**Texto para leitura**
Pra quem não quiser ler, a parada se resume, na minha opinião, em individualismos, falta de comprometimento, solidariedade. "Venha nós, tudo. Vosso reino, nada".

Pra quem não sabe, minha escola é considerada entre as dez piores da Diretoria de Ensino Leste-1. Isso quem diz é o Saresp. E em muito eu concordo, principalmente quando vejo: estrutura, administração, planejamento, organização, corpo docente, participação da comunidade. Estamos entre as piores escolas de São Paulo. E isto há alguns anos.

Eu, que completo na escola cinco anos de trabalho, estou cansado: desta imagem de pior escola, da imagem de alunos "nóias, vagabundos, drogados; putas, galinhas, sem-futuro, sem-esperança, sem-nada". Estou cansado porque eu conheço o meu potencial, tenho comprometimento e dedicação no meu trabalho, deixo muitos projetos pessoais pra ficar por lá - fique claro, por livre e espontânea escolha.

Mas me sinto mal porque estou lá, trabalhando duro há cinco anos. Não são cinco segundos. Dias, meses. São cinco anos.

E assim como o jardineiro que planta quer ver o jardim florido, o pedreiro que constrói quer ver a casa de pé, eu quero ver a minha escola crescer. Mudar.

Estou de saco cheio de gente derrubando o meu muro, destruindo as flores no meu jardim.

**Registros de pontos rotulados**
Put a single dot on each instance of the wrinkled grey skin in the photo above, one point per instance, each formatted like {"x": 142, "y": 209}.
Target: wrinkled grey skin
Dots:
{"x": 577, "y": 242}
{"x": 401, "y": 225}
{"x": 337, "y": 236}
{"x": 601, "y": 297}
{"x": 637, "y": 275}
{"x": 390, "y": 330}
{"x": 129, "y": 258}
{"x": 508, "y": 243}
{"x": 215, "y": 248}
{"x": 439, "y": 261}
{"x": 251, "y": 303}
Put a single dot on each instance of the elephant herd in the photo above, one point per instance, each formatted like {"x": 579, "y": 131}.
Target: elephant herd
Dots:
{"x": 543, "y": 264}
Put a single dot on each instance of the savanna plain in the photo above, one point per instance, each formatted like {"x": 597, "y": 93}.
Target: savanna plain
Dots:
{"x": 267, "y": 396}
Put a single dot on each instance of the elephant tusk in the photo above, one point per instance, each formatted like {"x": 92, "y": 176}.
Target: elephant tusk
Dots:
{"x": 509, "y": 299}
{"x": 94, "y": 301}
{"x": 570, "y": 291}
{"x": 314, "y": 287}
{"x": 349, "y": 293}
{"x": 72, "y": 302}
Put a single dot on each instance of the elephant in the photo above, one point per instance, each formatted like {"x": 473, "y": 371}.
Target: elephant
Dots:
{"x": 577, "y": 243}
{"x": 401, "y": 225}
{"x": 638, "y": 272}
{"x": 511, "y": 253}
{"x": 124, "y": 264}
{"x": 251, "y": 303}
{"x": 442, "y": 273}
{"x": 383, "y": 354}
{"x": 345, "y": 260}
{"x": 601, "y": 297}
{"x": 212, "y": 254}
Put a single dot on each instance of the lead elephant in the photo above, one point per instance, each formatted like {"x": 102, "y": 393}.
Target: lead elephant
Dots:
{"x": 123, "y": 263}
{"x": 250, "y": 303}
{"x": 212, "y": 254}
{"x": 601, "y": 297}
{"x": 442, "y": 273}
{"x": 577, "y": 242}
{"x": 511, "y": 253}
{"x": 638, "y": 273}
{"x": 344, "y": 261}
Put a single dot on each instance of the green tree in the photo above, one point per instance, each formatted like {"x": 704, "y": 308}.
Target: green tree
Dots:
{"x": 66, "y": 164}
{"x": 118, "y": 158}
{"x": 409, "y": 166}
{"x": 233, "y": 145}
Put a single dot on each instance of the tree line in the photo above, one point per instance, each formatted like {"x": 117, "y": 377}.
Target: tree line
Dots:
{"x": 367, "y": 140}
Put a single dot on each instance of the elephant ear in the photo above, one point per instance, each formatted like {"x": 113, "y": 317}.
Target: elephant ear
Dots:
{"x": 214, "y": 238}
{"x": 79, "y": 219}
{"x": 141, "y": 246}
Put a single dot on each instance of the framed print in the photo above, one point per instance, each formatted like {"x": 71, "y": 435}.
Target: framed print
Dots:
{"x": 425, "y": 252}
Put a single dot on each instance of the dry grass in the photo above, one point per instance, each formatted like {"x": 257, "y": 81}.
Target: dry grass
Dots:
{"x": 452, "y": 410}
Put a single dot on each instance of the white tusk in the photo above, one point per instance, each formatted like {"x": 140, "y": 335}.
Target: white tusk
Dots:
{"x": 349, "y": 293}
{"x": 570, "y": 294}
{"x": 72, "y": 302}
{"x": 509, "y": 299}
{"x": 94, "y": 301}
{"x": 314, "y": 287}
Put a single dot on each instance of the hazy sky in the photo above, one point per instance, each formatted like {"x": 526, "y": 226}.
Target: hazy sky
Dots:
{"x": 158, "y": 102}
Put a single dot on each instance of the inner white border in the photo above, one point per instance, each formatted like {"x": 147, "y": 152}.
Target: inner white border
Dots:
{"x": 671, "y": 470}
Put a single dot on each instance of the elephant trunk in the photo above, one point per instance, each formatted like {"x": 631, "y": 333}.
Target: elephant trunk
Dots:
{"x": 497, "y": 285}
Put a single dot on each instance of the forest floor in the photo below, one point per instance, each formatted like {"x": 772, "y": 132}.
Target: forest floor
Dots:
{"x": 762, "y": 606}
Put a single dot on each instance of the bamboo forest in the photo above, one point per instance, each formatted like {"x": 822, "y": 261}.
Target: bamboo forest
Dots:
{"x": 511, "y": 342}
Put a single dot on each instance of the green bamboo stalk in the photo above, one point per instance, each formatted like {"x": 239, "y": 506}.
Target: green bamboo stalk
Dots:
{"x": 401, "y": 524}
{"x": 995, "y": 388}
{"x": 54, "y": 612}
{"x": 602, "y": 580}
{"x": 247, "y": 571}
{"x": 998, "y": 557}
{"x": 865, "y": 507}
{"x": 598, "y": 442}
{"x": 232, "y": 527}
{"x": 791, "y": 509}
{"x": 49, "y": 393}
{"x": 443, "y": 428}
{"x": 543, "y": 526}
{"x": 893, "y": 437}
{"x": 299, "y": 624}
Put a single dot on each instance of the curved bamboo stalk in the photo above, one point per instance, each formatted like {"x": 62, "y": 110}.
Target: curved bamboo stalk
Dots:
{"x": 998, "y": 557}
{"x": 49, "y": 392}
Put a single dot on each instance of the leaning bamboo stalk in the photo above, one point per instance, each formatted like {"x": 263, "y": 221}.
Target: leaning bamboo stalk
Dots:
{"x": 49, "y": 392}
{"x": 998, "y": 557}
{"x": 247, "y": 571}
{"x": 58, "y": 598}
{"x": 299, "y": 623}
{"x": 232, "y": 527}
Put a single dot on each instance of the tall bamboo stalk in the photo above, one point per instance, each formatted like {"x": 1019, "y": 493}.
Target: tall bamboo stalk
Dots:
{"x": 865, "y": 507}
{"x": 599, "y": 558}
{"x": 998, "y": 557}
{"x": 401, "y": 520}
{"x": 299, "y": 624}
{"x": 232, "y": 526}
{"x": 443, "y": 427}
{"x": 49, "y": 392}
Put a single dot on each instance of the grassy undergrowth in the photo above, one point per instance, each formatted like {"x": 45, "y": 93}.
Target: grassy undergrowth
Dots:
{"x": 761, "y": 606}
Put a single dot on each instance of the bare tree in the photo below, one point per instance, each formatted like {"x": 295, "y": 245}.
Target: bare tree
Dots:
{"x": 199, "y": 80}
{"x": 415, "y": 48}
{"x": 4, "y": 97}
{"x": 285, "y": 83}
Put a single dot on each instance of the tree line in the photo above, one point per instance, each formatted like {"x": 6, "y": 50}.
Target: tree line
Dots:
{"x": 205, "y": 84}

**Tarefa a cumprir**
Duplique na íntegra o texto sobre a escola do autor, sem mudar nada. As entradas vêm de outra fonte.

**Resposta correta**
Pra quem não quiser ler, a parada se resume, na minha opinião, em individualismos, falta de comprometimento, solidariedade. "Venha nós, tudo. Vosso reino, nada".

Pra quem não sabe, minha escola é considerada entre as dez piores da Diretoria de Ensino Leste-1. Isso quem diz é o Saresp. E em muito eu concordo, principalmente quando vejo: estrutura, administração, planejamento, organização, corpo docente, participação da comunidade. Estamos entre as piores escolas de São Paulo. E isto há alguns anos.

Eu, que completo na escola cinco anos de trabalho, estou cansado: desta imagem de pior escola, da imagem de alunos "nóias, vagabundos, drogados; putas, galinhas, sem-futuro, sem-esperança, sem-nada". Estou cansado porque eu conheço o meu potencial, tenho comprometimento e dedicação no meu trabalho, deixo muitos projetos pessoais pra ficar por lá - fique claro, por livre e espontânea escolha.

Mas me sinto mal porque estou lá, trabalhando duro há cinco anos. Não são cinco segundos. Dias, meses. São cinco anos.

E assim como o jardineiro que planta quer ver o jardim florido, o pedreiro que constrói quer ver a casa de pé, eu quero ver a minha escola crescer. Mudar.

Estou de saco cheio de gente derrubando o meu muro, destruindo as flores no meu jardim.